Rewrite every line of the items below, including the command and comment lines, adding 20 to each box coordinate in the answers. Leave the pictures out.

PROVIDED DATA:
-- begin --

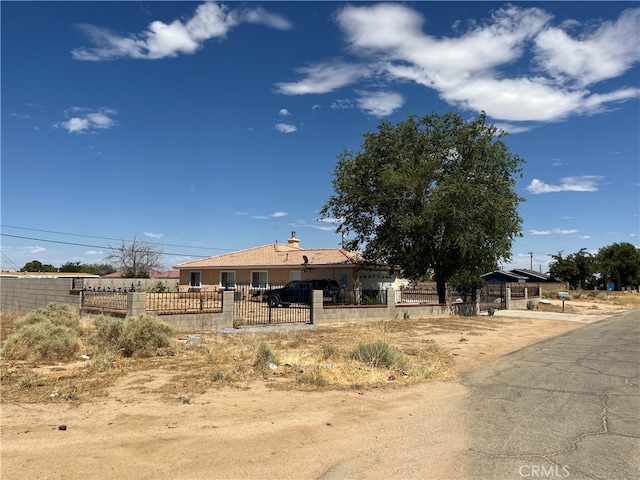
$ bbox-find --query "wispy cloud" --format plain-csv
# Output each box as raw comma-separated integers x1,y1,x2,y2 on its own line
71,2,292,61
356,92,404,117
529,228,589,238
276,3,640,123
275,123,298,133
526,175,604,194
54,107,118,134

-- end --

RESPONSE TO THE EXERCISE:
$ bbox-find --query "wispy cloud" --format plain-csv
# Output each box as raw comma-separated integers x1,y1,x2,y2 on its own line
91,22,312,81
376,112,424,137
549,248,609,258
296,23,660,143
295,143,318,153
546,195,624,214
74,127,138,154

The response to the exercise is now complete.